■ WORK INSTRUCTIONS
Write the data out again, word for word.

START DATA TO PROCESS

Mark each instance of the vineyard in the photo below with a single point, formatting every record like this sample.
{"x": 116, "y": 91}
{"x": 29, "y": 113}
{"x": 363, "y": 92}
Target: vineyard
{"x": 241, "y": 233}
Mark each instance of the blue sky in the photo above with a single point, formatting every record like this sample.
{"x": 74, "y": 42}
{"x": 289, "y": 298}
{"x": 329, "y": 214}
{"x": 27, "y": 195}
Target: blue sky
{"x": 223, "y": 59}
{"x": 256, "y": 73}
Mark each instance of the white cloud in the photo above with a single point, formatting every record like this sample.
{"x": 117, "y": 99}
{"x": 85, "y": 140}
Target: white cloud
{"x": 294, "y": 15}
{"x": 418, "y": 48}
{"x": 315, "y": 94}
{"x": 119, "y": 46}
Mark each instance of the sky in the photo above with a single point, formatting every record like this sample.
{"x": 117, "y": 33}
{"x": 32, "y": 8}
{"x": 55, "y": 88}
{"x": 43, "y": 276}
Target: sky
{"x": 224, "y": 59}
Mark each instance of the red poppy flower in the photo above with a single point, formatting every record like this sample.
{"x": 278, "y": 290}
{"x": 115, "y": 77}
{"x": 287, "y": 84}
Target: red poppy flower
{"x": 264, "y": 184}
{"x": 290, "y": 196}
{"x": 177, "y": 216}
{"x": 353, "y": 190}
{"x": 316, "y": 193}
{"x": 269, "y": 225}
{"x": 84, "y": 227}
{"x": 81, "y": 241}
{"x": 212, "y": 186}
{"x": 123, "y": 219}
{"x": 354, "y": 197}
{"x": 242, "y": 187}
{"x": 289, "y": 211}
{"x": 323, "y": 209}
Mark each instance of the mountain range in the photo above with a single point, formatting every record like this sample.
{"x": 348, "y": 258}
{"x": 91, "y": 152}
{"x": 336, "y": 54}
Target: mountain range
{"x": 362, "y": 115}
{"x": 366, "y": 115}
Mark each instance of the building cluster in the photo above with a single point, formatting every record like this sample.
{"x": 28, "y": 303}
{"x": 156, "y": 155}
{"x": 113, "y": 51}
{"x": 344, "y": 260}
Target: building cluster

END DATA TO PROCESS

■ ANSWER FOR THE TASK
Mark each instance of the vineyard in the photo below with a single point, formatting every record like this sample.
{"x": 116, "y": 91}
{"x": 29, "y": 113}
{"x": 363, "y": 92}
Target: vineyard
{"x": 241, "y": 233}
Mark each instance of the blue sky in the photo above with a single point, formatting every record like this sample.
{"x": 74, "y": 42}
{"x": 289, "y": 298}
{"x": 329, "y": 214}
{"x": 27, "y": 195}
Target: blue sky
{"x": 223, "y": 59}
{"x": 256, "y": 73}
Mark each instance of the white cloud in the photo above with a single point, formatting every record like this sample.
{"x": 117, "y": 99}
{"x": 85, "y": 140}
Target: white cloud
{"x": 294, "y": 15}
{"x": 418, "y": 48}
{"x": 315, "y": 94}
{"x": 119, "y": 46}
Mark each instance of the sky in the photo above with a single point, formatting every record like this sample.
{"x": 117, "y": 33}
{"x": 32, "y": 8}
{"x": 55, "y": 88}
{"x": 43, "y": 276}
Target: sky
{"x": 224, "y": 59}
Mark each instance of the red poppy flower in the photo above with a single point, formatting every record like this sample.
{"x": 278, "y": 290}
{"x": 115, "y": 77}
{"x": 287, "y": 84}
Target: red poppy flower
{"x": 264, "y": 184}
{"x": 290, "y": 196}
{"x": 177, "y": 216}
{"x": 353, "y": 190}
{"x": 316, "y": 193}
{"x": 269, "y": 225}
{"x": 84, "y": 227}
{"x": 81, "y": 241}
{"x": 212, "y": 186}
{"x": 123, "y": 219}
{"x": 354, "y": 197}
{"x": 242, "y": 187}
{"x": 289, "y": 211}
{"x": 323, "y": 209}
Mark each instance of the mountain range in the photo above with a single point, formatting every record like this sample.
{"x": 348, "y": 258}
{"x": 91, "y": 152}
{"x": 336, "y": 54}
Target: mountain range
{"x": 362, "y": 115}
{"x": 366, "y": 115}
Mark each instance of the building cluster in the photo above with a single point, formatting every record like this sample.
{"x": 28, "y": 303}
{"x": 156, "y": 155}
{"x": 113, "y": 51}
{"x": 344, "y": 260}
Target: building cluster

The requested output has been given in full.